- [データ一覧]:

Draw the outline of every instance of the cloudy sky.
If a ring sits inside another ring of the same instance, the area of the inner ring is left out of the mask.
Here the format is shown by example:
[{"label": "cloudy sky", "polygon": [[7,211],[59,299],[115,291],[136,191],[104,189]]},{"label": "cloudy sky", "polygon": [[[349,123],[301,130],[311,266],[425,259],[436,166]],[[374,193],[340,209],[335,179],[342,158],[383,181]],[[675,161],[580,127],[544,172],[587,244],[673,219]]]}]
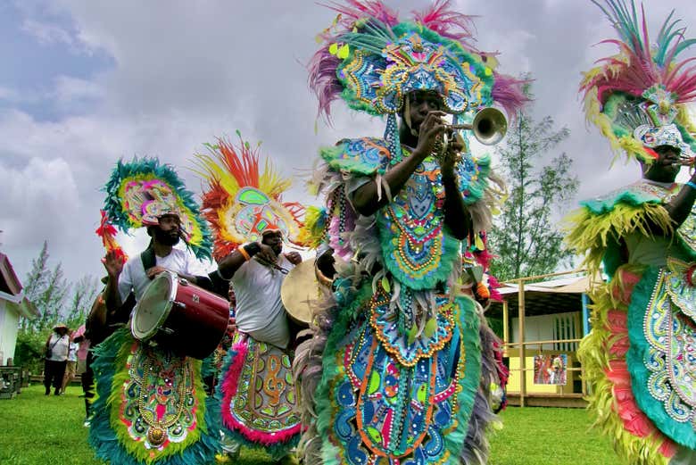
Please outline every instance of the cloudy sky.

- [指示]: 上の項目の各行を一つずつ文字列にして、JSON のリストに入れよ。空行と画像は除くこと。

- [回答]:
[
  "Draw the outline of every instance of the cloudy sky.",
  "If a ring sits inside another ring of the same instance, the area of the inner ring is left out of the mask.",
  "Here the format is shown by example:",
  "[{\"label\": \"cloudy sky\", \"polygon\": [[7,211],[59,299],[115,291],[136,191],[104,189]]},{\"label\": \"cloudy sky\", \"polygon\": [[[349,123],[301,130],[311,266],[425,259],[436,166]],[[374,193],[340,209],[335,179],[342,158],[383,181]],[[675,161],[580,127],[544,172],[587,244],[673,219]]]}]",
  "Please outline every instance of the cloudy sky."
]